Extracted text ::
Investors, Business Spar on Access
Submitted by: L. Reed Walton, Publications
At a legislative hearing this week, investor advocates criticized the Securities and Exchange Commission’s proposed proxy access rules, while business representatives expressed wariness about giving shareholders the right to nominate directors to appear on corporate proxy statements.
Rep. Barney Frank, the Democratic chairman of the House Committee on Financial Services, invited five investor and business representatives to a Sept. 27 hearing to testify about two competing rule proposals issued by the SEC in July. The so-called “long” rule would impose a 5 percent ownership threshold and additional disclosure requirements on shareholders who file access bylaw proposals. The “short” rule would reaffirm the SEC’s earlier position that firms can omit those shareholder resolutions.
John Castellani, president of the Business Roundtable, warned that proxy access “would result in special interest nominees and politicize the director election process.”
“Proxy access is a bad idea whose time has passed,” he told lawmakers at the hearing in Washington.

Dataset ::
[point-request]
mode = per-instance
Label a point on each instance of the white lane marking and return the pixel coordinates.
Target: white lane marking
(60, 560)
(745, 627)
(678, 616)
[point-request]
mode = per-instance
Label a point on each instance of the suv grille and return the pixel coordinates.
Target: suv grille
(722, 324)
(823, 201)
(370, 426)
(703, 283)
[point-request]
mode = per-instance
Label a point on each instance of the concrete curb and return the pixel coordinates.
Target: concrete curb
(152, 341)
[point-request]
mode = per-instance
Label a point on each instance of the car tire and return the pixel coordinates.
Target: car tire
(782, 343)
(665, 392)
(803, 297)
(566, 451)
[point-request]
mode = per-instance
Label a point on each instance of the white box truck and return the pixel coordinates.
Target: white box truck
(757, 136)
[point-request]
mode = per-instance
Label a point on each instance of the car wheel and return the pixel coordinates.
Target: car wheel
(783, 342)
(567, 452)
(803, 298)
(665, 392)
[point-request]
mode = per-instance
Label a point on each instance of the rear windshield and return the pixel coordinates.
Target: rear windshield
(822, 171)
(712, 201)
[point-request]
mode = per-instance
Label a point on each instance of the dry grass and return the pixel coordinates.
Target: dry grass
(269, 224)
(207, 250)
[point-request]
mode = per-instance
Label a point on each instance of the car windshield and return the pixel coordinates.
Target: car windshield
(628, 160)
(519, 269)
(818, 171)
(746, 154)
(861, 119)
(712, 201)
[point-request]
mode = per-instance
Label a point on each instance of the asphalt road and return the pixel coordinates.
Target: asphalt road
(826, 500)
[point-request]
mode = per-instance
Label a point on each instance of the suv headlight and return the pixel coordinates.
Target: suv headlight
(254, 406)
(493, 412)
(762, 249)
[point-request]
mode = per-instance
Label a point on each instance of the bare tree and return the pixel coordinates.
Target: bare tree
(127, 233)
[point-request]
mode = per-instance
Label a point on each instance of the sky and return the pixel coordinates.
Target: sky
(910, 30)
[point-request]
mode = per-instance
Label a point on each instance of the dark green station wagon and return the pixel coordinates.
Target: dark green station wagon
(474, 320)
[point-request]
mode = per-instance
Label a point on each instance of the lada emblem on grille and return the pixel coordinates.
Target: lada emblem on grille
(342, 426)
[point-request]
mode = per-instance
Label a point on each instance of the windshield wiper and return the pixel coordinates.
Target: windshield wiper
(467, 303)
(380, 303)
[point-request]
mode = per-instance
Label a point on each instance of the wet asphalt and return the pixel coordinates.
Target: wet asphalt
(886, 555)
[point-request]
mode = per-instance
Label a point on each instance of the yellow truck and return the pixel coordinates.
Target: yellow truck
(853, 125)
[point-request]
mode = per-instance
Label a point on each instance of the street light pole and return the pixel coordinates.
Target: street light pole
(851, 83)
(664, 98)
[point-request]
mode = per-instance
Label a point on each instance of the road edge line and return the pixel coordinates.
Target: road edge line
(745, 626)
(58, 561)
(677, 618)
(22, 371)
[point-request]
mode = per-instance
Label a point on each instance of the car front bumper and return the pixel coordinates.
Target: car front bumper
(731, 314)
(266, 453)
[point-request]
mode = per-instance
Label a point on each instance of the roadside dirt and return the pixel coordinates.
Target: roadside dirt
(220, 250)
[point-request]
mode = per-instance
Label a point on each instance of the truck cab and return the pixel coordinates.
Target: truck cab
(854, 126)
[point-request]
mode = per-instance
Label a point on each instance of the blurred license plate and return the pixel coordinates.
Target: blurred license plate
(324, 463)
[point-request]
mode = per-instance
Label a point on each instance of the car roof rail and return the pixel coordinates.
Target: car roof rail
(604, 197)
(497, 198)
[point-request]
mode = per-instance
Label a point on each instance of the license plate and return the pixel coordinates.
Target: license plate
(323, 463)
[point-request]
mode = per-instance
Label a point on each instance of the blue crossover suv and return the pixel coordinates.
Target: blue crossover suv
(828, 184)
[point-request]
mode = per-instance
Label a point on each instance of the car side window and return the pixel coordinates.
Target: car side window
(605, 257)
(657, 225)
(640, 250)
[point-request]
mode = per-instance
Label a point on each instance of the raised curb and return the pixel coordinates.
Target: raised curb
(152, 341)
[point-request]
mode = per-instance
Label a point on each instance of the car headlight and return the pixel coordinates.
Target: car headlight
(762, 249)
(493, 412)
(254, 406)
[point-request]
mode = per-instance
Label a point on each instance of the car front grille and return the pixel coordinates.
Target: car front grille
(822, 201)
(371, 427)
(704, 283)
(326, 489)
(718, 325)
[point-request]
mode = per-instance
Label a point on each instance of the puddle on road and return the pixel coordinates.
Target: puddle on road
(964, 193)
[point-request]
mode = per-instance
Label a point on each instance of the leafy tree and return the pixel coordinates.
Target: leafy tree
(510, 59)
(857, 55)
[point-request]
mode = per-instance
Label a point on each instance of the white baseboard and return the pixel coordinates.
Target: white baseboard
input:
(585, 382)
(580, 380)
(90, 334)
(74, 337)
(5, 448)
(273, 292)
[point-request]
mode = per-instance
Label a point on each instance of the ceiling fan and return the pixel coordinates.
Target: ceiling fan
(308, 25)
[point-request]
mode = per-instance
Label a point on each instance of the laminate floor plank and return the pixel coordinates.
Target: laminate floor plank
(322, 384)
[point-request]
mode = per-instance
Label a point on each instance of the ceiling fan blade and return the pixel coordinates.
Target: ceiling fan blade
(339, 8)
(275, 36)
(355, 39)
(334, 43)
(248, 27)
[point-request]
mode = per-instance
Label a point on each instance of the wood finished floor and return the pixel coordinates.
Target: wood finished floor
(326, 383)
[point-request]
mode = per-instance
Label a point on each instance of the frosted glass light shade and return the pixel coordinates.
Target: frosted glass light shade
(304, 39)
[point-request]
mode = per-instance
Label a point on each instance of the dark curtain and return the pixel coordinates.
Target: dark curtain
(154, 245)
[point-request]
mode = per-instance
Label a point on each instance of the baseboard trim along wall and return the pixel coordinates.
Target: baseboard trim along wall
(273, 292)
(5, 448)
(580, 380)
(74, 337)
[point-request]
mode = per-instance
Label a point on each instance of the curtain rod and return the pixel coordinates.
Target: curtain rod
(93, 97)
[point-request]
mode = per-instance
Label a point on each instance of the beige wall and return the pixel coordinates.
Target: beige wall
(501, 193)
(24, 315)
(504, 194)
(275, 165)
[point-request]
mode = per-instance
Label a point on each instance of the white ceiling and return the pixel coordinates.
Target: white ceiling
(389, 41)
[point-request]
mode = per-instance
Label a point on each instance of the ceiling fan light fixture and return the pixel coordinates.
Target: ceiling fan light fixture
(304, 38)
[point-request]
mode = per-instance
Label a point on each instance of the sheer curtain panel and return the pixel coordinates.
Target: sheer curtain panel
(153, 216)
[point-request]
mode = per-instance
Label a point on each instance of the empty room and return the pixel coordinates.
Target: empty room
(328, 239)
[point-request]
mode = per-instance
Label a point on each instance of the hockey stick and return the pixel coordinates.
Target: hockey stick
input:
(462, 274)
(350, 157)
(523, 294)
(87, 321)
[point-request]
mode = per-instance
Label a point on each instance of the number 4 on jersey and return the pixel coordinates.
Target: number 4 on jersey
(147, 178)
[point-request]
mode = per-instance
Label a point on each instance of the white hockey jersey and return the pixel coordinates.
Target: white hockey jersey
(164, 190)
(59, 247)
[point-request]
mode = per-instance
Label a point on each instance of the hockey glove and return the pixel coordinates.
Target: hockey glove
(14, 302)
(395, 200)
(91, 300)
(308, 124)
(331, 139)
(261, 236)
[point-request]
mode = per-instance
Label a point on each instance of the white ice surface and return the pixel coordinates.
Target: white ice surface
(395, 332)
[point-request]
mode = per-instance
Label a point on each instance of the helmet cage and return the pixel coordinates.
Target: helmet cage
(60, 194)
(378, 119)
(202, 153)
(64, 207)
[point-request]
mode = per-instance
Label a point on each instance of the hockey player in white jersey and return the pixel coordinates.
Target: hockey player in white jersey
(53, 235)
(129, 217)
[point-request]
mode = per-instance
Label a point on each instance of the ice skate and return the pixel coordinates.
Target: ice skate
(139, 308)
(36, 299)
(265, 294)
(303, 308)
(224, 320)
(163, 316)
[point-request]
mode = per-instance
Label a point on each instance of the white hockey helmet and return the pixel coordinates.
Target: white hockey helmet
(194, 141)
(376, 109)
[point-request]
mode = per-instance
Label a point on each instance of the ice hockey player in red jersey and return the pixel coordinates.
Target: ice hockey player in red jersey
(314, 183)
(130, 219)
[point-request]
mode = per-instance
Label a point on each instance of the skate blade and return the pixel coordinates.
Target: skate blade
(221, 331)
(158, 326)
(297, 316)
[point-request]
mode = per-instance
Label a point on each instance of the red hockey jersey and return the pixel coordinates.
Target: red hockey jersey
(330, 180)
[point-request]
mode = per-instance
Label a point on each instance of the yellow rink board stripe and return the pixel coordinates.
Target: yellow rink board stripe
--
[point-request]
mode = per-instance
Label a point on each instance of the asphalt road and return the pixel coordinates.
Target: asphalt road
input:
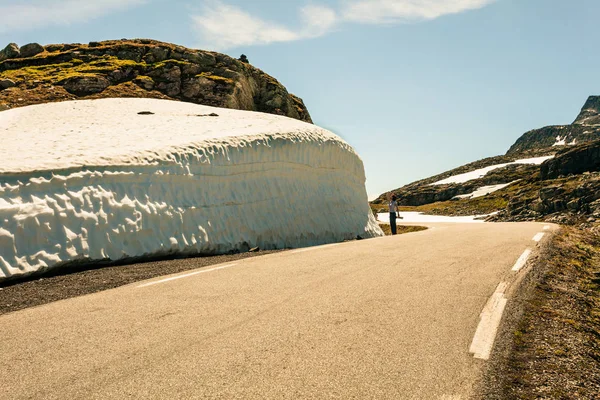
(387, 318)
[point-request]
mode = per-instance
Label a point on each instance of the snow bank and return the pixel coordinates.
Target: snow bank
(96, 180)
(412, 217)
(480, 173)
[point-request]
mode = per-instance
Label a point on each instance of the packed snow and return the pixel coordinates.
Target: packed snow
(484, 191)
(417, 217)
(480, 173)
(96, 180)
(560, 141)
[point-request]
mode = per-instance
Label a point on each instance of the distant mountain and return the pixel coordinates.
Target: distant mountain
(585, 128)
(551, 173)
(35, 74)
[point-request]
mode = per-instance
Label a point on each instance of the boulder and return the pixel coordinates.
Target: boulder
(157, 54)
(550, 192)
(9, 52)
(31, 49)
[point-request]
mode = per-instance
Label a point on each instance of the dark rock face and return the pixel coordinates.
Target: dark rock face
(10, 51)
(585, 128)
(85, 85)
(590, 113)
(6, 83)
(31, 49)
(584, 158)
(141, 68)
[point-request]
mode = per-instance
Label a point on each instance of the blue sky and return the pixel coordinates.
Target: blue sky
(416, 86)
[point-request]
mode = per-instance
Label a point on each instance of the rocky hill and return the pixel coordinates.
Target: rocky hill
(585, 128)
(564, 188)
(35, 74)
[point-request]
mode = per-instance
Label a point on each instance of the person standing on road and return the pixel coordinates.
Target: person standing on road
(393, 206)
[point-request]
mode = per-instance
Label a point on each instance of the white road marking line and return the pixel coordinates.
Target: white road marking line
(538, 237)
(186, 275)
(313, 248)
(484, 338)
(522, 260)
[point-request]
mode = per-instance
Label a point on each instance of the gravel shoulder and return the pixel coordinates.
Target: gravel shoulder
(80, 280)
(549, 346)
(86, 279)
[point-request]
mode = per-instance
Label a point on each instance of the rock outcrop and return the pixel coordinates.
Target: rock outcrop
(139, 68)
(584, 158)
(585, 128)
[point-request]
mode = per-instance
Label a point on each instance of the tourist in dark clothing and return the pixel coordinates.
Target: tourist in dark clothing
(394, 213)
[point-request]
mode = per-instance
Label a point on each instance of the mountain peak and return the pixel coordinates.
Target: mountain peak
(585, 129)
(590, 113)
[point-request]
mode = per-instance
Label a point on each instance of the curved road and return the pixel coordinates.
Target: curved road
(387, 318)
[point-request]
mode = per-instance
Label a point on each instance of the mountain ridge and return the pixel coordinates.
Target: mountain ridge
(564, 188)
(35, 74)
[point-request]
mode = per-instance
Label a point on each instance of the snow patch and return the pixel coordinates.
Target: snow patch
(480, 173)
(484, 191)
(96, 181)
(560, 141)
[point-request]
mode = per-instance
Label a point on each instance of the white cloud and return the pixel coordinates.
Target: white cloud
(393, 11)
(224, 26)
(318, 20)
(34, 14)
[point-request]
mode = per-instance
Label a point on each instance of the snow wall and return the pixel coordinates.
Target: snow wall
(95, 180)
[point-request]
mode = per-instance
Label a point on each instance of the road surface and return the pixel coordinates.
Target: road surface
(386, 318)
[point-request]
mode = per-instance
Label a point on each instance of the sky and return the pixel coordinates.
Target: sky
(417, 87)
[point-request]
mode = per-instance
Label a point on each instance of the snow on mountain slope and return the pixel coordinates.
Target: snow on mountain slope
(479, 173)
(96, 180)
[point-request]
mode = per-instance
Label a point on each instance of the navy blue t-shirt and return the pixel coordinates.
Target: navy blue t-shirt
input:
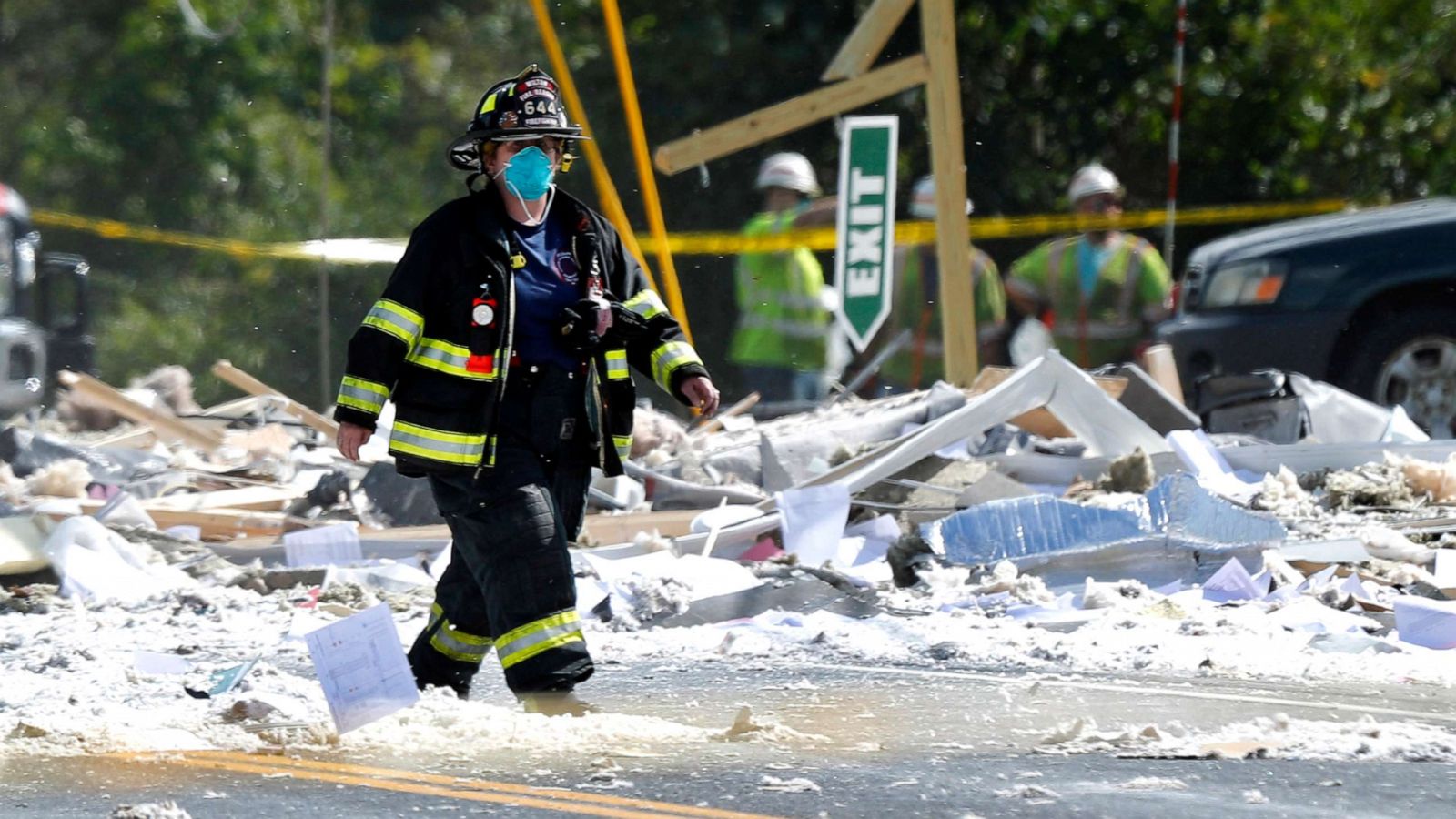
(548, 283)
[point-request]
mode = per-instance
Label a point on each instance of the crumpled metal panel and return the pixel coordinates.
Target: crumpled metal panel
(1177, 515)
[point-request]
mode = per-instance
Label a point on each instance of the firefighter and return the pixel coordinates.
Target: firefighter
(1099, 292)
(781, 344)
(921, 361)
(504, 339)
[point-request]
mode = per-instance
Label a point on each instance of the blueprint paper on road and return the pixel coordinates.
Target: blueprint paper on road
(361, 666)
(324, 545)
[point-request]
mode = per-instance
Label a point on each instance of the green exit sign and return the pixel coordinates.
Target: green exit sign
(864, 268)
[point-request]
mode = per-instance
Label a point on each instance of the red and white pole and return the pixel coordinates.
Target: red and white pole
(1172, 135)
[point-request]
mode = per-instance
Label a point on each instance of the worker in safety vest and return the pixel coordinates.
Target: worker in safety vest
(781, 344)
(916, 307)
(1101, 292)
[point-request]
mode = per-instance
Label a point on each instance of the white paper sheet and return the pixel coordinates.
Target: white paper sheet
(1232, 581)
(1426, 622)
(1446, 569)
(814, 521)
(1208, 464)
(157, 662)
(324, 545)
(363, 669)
* * *
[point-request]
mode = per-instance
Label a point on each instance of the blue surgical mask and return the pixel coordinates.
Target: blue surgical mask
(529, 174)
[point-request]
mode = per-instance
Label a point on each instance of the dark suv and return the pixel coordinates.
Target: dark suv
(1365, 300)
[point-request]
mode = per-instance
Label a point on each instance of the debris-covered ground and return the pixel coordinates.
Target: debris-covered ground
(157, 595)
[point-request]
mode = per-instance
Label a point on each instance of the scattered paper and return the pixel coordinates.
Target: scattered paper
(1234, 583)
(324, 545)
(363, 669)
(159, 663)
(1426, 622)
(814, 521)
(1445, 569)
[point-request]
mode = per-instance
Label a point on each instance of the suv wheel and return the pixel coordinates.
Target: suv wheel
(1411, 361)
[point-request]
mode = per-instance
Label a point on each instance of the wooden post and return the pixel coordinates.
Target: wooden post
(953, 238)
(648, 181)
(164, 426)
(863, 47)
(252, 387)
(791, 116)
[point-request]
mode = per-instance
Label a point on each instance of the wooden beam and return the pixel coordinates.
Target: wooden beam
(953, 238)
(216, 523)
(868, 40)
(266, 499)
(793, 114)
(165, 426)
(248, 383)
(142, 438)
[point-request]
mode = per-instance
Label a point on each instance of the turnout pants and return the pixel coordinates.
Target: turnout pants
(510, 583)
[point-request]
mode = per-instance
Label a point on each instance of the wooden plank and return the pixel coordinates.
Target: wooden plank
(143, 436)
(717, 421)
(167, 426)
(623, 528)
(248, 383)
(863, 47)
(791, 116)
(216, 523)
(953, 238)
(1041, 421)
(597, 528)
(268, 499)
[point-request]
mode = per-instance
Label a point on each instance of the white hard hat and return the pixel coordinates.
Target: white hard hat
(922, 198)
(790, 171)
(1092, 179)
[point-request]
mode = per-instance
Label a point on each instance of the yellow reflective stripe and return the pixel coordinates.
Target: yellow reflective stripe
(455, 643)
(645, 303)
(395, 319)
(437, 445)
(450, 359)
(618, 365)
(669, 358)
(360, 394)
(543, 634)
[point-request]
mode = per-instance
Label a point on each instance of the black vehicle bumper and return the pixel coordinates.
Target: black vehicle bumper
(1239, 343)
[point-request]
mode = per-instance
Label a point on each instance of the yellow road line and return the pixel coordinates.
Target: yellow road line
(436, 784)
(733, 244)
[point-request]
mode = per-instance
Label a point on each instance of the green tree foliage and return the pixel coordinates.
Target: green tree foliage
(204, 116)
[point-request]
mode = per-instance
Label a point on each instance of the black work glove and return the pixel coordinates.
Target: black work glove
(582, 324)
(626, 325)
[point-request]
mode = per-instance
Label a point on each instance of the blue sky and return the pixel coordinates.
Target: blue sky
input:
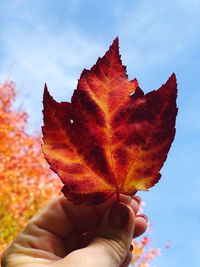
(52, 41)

Exercises ::
A - Reproduce a passage from the proxy access article above. Begin at the words "Investors, Business Spar" and stop after "corporate proxy statements.".
B - According to the proxy access article above, what ownership threshold would the "long" rule impose?
C - Indicate whether each statement agrees with the proxy access article above, answering yes or no and quoting the deciding words. (i) The hearing was held on Sept. 27. (ii) Barney Frank is a Republican. (iii) The SEC issued the two competing rule proposals in July.

Expected outputs ::
A -
Investors, Business Spar on Access
Submitted by: L. Reed Walton, Publications
At a legislative hearing this week, investor advocates criticized the Securities and Exchange Commission’s proposed proxy access rules, while business representatives expressed wariness about giving shareholders the right to nominate directors to appear on corporate proxy statements.

B - A 5 percent ownership threshold.

C -
(i) Yes: "to a Sept. 27 hearing"
(ii) No: "the Democratic chairman of the House Committee on Financial Services"
(iii) Yes: "issued by the SEC in July"